#### 本文 ####

Citusを試したッス (Postgresql拡張でデータシャーディング)

この記事は「PostgreSQL Advent Calendar 2016」22日目の記事です。

私はPostgresql拡張でデータシャーディングシャードを可能にするCitusdata社のcitusコミュニティ版を試してみました。以前は同様の機能を持つpg_sharedと呼ばれているものが公開されていましたが、Citusがオープンソース化された事で現在はCitusのupdateに集約されているようです(pg_sharedは現在も公開されているが「pg_shard is deprecated.」と記載されている)。

正直pg_shardによるPostgreSQLのシャーディングの記事とほぼ同様の内容で恐縮なのですが、ネタが無いので進めさせて頂きます。。

さっそくインストール方法

パッケージでPostgresqlをインストールしている場合は、同じくパッケージで拡張をインストールします。

yumの例
# curl https://install.citusdata.com/community/rpm.sh | sudo bash
# sudo yum install -y citus_96

ソースからPostgresqlをインストールしている場合は、githubからcloneしてビルドします。

# /usr/local/src/postgresql-9.6.1/contrib/
# git clone https://github.com/citusdata/citus.git
# ./configure --prefix=/usr/local/pgsql961
# make
# make install

データベース初期化

例として同一マシン上にマスターノードとワーカーノード×３台を起動してデータをシャーディングしてみます。

database初期化

$ initdb -D /data/master   
$ initdb -D /data/worker1
$ initdb -D /data/worker2
$ initdb -D /data/worker3

postgresql.conf修正(全てのデータベースで実施)

$ vi postgresql.conf
shared_preload_libraries = 'citus' <-追加
port=9700 (それぞれportを分けておく、今回はmaster=9700,worker1=9701,worker2=9702,worker3=9703)

DB起動

$ pg_ctl start -D /data/master
$ pg_ctl start -D /data/worker1
$ pg_ctl start -D /data/worker2
$ pg_ctl start -D /data/worker3

EXTENTIONの追加(全てのデータベースで実施)

postgres=# CREATE EXTENSION citus;
postgres=# \dx

                          List of installed extensions
    Name    | Version |   Schema   |                 Description
------------+---------+------------+---------------------------------------------
 citus      | 6.1-5   | pg_catalog | Citus distributed database
 plpgsql    | 1.0     | pg_catalog | PL/pgSQL procedural language

Workerノードの追加

用意したWorkerノードを追加していきます（masterノードで実施）

[postgres@localhost ~]$ psql -p 9700 -c "SELECT * from master_add_node('localhost', 9701);"
Timing is on.
 nodeid | groupid | nodename  | nodeport | noderack | hasmetadata
--------+---------+-----------+----------+----------+-------------
      1 |       1 | localhost |     9701 | default  | f
(1 row)

[postgres@localhost ~]$ psql -p 9700 -c "SELECT * from master_add_node('localhost', 9702);"
Timing is on.
 nodeid | groupid | nodename  | nodeport | noderack | hasmetadata
--------+---------+-----------+----------+----------+-------------
      2 |       2 | localhost |     9702 | default  | f
(1 row)

#### 提供資料 ####

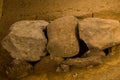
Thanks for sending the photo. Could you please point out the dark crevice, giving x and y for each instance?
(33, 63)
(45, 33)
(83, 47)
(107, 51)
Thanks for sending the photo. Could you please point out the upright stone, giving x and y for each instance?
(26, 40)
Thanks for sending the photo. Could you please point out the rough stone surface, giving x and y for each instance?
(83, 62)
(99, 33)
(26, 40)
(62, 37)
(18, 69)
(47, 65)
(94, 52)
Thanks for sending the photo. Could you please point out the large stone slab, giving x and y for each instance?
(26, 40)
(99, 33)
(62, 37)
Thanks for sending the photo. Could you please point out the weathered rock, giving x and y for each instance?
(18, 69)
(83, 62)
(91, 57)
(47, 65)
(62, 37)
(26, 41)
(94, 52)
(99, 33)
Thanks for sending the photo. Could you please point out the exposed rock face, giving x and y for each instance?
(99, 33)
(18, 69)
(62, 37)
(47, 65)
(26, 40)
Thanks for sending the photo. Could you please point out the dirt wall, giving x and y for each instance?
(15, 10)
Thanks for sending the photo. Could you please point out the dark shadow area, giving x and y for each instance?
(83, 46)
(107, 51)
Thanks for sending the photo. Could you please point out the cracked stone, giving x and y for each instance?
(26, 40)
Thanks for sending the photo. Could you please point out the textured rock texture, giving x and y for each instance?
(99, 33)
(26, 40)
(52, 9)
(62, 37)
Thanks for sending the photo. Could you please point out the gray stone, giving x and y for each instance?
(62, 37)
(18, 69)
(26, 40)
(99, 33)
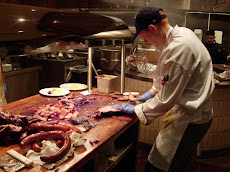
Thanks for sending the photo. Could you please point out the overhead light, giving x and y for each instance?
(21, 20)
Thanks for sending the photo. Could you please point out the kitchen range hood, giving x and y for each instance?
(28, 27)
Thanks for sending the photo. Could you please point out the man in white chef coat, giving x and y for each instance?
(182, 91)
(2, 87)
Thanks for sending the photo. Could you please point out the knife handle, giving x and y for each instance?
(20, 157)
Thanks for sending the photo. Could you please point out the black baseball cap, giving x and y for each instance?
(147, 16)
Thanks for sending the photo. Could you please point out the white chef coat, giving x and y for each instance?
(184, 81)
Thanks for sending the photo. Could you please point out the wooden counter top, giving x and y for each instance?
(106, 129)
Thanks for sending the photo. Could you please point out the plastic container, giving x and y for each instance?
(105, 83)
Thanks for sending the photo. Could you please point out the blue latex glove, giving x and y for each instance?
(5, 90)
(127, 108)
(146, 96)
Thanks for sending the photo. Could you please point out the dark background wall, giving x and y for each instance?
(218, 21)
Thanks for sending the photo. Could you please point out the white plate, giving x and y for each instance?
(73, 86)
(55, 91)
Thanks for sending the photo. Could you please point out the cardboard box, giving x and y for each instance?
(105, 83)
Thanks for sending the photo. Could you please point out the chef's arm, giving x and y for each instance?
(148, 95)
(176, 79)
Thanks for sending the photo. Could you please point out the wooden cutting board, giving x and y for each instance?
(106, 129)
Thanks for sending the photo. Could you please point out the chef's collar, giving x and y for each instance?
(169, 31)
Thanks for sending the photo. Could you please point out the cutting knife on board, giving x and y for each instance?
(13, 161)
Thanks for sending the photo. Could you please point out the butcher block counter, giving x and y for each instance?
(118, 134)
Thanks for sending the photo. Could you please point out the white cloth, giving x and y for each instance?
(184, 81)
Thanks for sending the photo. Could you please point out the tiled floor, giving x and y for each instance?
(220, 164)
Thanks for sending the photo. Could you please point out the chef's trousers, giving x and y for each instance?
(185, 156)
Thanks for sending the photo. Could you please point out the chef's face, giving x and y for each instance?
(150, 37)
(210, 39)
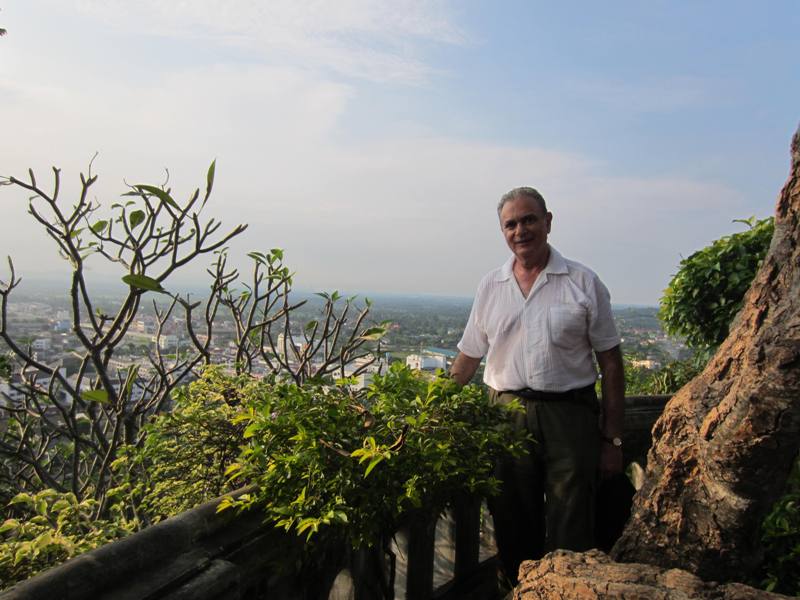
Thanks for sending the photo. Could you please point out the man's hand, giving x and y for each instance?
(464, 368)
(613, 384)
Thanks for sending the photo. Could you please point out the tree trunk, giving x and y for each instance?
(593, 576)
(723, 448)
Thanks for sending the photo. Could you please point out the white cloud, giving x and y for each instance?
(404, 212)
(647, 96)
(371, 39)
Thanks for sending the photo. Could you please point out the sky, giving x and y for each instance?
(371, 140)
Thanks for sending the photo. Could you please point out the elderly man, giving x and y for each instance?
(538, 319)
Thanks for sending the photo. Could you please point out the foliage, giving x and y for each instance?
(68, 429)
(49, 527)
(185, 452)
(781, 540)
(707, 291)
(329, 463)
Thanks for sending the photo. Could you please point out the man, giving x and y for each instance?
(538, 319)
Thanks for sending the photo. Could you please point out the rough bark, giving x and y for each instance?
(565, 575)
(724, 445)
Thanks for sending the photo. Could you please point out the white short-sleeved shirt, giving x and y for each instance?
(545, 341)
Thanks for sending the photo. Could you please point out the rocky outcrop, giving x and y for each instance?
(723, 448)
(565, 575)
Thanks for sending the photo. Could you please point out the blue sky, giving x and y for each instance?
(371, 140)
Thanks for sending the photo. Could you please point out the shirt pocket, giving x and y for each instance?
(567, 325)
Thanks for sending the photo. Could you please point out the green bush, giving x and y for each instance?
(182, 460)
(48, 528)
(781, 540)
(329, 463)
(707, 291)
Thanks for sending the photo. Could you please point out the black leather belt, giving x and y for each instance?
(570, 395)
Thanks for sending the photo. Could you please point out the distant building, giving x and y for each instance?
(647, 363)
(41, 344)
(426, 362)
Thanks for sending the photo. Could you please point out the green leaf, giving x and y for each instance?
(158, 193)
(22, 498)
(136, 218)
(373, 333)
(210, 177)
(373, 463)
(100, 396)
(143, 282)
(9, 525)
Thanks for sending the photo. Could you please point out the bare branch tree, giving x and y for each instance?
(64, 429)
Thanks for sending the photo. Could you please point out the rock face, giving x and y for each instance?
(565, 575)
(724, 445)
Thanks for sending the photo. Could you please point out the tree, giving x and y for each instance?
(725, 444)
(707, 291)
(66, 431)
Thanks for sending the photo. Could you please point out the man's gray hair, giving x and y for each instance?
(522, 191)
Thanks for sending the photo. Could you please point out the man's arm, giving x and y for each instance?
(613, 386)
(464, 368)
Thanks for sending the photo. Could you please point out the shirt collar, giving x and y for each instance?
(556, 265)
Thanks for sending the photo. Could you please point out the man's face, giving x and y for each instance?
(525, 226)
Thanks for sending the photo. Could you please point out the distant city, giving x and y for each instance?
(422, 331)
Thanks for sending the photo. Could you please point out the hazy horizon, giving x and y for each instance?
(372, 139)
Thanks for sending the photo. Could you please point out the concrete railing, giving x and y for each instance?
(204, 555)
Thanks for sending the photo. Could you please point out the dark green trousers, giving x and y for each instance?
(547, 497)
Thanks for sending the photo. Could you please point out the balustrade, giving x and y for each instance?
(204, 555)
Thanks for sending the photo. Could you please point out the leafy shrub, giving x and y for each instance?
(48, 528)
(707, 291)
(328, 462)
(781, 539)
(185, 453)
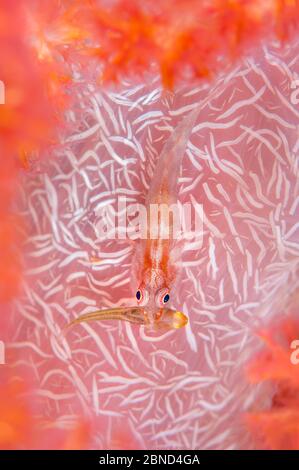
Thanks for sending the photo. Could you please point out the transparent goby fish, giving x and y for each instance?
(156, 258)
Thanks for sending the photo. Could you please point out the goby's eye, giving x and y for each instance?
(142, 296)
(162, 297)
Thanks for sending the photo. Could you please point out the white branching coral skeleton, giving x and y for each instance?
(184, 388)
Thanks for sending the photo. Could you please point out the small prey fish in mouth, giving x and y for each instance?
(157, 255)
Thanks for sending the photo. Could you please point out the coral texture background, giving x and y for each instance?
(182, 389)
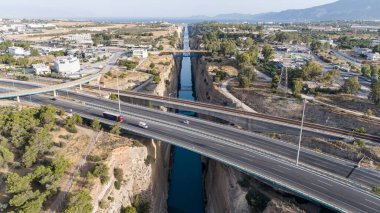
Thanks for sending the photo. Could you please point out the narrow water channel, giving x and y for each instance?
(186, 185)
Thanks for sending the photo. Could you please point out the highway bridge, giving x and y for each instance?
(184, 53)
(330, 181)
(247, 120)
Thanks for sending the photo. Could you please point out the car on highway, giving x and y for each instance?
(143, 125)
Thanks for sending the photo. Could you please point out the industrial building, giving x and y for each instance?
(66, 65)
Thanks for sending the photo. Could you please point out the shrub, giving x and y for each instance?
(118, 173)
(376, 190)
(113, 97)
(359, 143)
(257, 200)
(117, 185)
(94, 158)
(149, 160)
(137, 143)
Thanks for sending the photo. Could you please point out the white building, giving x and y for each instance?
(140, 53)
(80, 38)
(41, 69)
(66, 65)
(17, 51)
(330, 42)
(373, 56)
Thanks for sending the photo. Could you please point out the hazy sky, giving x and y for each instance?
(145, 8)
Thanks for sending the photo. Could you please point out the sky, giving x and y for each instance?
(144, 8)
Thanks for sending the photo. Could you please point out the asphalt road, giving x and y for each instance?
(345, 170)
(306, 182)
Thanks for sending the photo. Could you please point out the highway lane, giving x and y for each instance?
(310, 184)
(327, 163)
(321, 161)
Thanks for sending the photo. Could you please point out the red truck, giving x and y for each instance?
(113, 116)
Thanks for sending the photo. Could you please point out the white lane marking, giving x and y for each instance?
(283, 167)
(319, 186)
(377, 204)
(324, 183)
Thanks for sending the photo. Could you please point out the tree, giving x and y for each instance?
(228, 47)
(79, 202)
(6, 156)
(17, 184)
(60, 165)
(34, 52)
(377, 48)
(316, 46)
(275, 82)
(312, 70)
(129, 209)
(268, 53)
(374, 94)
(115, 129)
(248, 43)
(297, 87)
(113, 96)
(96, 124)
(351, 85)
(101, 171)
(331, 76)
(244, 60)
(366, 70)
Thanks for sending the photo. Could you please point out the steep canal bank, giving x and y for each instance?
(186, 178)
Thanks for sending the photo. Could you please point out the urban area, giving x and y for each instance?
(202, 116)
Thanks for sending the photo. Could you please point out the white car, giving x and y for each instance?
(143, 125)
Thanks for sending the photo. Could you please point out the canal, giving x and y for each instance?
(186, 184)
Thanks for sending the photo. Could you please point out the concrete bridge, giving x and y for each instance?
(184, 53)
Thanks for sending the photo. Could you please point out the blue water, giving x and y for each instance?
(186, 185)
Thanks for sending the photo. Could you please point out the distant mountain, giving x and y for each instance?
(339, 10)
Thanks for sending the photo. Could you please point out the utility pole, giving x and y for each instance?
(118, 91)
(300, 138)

####
#### 提供資料 ####

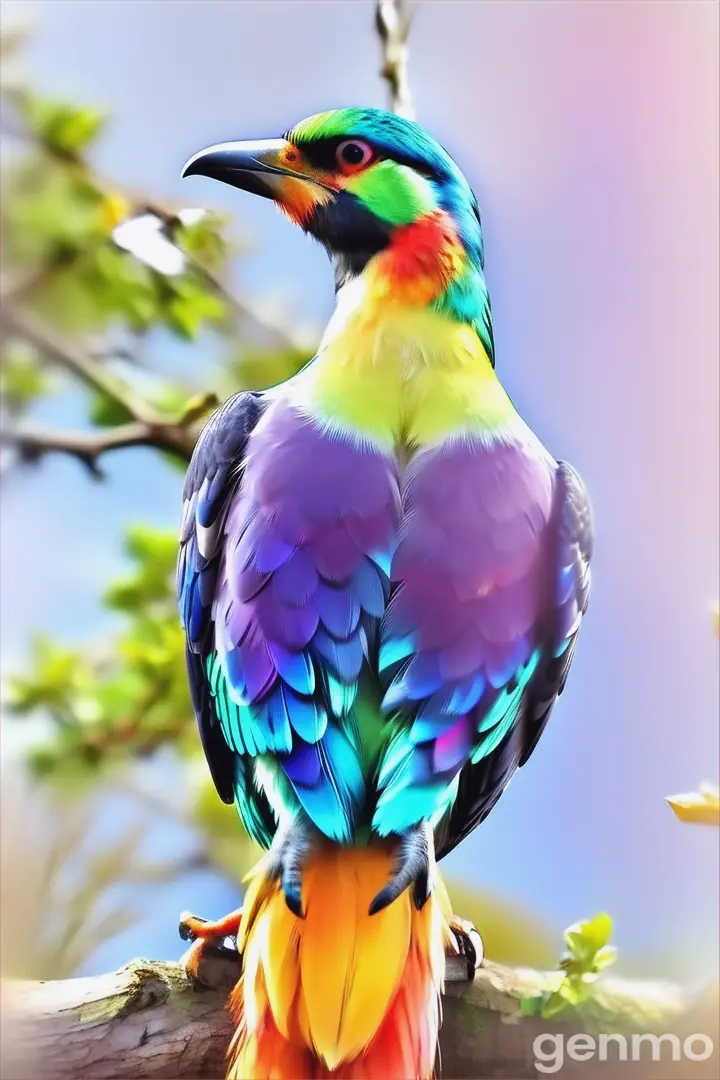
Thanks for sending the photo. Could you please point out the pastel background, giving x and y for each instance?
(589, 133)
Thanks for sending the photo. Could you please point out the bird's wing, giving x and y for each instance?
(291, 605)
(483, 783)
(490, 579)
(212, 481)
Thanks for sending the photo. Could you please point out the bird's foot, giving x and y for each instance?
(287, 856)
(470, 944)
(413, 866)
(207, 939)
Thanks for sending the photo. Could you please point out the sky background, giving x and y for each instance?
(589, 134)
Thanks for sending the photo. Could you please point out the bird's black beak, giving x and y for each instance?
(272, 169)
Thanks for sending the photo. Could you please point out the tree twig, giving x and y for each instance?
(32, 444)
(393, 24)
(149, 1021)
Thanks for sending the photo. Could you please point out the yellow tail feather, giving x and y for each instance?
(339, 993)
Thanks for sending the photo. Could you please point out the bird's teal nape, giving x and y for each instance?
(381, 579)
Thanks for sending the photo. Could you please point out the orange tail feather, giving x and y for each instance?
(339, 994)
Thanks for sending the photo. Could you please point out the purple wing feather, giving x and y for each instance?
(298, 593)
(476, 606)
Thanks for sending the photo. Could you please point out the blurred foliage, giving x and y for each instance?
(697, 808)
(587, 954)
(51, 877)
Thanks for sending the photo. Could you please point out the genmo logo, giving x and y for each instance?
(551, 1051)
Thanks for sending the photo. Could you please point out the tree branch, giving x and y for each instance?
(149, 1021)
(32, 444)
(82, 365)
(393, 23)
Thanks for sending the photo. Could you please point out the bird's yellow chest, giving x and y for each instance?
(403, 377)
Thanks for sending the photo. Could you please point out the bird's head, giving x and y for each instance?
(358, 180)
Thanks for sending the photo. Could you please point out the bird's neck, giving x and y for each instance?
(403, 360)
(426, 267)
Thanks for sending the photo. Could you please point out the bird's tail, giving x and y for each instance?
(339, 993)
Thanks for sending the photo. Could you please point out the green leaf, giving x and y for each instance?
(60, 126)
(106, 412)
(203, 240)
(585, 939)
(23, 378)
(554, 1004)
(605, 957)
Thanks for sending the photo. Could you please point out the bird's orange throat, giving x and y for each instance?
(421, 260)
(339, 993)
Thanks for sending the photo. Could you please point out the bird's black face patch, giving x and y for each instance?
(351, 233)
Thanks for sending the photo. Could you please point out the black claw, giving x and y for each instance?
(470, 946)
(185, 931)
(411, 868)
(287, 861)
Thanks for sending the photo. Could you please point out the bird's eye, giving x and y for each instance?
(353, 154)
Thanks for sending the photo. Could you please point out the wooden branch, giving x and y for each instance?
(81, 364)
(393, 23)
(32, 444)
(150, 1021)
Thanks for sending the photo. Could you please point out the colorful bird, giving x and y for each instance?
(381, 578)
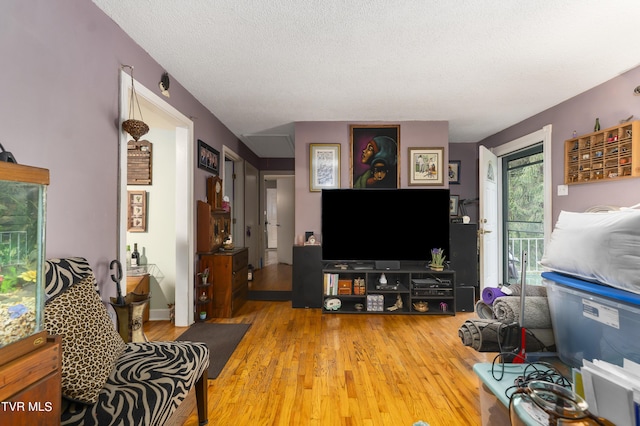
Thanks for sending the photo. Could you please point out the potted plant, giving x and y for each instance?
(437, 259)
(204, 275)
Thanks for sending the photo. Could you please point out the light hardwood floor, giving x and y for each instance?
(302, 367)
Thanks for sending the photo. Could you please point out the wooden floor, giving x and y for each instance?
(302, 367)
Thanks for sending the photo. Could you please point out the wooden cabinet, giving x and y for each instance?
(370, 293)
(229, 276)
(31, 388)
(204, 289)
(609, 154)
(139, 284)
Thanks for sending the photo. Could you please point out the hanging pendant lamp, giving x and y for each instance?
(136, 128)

####
#### 提供資料 ####

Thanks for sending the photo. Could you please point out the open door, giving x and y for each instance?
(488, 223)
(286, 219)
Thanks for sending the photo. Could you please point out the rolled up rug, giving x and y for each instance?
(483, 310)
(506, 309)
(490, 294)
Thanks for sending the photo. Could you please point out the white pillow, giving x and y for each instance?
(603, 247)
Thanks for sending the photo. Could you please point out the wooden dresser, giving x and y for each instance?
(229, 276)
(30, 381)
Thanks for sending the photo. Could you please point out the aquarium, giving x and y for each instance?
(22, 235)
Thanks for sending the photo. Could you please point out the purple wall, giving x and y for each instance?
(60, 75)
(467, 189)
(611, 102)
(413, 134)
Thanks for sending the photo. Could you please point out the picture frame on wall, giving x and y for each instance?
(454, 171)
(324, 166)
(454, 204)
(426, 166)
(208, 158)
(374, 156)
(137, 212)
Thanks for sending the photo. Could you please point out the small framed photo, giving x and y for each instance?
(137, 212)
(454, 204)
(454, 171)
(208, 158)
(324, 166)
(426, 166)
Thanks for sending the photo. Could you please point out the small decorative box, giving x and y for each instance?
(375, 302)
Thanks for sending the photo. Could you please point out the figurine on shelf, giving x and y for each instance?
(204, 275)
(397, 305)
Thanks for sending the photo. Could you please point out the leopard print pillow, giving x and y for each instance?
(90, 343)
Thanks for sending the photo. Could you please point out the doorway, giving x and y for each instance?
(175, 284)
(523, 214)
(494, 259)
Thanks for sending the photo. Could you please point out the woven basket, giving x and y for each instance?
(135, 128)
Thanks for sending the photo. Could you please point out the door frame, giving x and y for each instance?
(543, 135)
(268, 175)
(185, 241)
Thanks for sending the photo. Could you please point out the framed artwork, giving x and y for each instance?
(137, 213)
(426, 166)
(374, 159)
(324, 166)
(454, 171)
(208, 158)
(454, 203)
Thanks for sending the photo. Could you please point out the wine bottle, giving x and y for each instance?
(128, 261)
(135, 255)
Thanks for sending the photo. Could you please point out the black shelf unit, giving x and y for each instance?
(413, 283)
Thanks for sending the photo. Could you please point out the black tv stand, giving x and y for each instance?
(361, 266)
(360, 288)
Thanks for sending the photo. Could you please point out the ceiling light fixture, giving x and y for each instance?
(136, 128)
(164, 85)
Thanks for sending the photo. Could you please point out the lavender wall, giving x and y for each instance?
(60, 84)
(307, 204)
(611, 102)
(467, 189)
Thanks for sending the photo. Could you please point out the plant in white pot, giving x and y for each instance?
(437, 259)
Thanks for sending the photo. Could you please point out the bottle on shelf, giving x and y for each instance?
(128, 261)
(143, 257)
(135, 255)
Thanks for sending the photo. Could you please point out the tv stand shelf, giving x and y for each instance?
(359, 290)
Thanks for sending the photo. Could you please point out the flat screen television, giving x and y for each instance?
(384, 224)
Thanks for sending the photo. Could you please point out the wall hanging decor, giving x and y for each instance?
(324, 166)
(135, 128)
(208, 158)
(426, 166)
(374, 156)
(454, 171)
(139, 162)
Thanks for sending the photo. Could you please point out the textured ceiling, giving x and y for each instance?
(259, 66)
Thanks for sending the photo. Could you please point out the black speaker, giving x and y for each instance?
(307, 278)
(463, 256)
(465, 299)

####

(課題の指示)
A: 記録から、語「canal」を含む行をすべて抜き出してください。
B: Citusの記事の続きを、最後に示された行の後から書き進めること。
Citusの記事と記録は、それぞれ別の出典によるものだ。

(解答例)
A:
Thanks for sending the photo. Could you please point out the steep canal bank, giving x and y for each instance?
Thanks for sending the photo. Could you please point out the canal, giving x and y for each instance?

B:
[postgres@localhost ~]$ psql -p 9700 -c "SELECT * from master_add_node('localhost', 9703);"
Timing is on.
 nodeid | groupid | nodename  | nodeport | noderack | hasmetadata
--------+---------+-----------+----------+----------+-------------
      3 |       3 | localhost |     9703 | default  | f
(1 row)

Workerノードが追加された事を確認

[postgres@localhost ~]$ psql -p 9700 -c "select * from master_get_active_worker_nodes();"
Timing is on.
 node_name | node_port
-----------+-----------
 localhost |      9703
 localhost |      9701
 localhost |      9702
(3 rows)

テーブルの分割（シャーディング）

実際にテーブルをシャーディングしてみます。Citusのドキュメント内で例示されているサンプルデータを使用します。

Creating Distributed Tables (DDL)

$ wget http://examples.citusdata.com/github_archive/github_events-2015-01-01-{0..5}.csv.gz
$ gzip -d github_events-2015-01-01-*.gz

テーブルを作成します(Masterノードで実施)。まだこの段階ではテーブルはシャードされていません。

postgres=# CREATE TABLE github_events
postgres-# (
postgres(#     event_id bigint,
postgres(#     event_type text,
postgres(#     event_public boolean,
postgres(#     repo_id bigint,
postgres(#     payload jsonb,
postgres(#     repo jsonb,
postgres(#     actor jsonb,
postgres(#     org jsonb,
postgres(#     created_at timestamp
postgres(# );
CREATE TABLE
Time: 4.351 ms

作ったテーブルをシャードします。与えるパラメータは('テーブル名','分割のキーとなるカラム名')です。

postgres=# SELECT create_distributed_table('github_events3', 'repo_id');
 create_distributed_table
--------------------------
(1 row)

この時影響を受ける内部パラメータは大きく２つあります。変更する場合はshard実施前にset文で変更します。

citus.shard_count (integer)
対象テーブルを分割する数、（デフォルト=32)
citus.shard_replication_factor (integer)
一つのシャードにつき何個レプリカを作成するか(デフォルト=2)

他にも色々パラメータがあるようですConfiguration Reference — Citus 6.0.1 documentation。

上記create_distributed_tableを実行するとWorkerノードにテーブルが分割して配置されます。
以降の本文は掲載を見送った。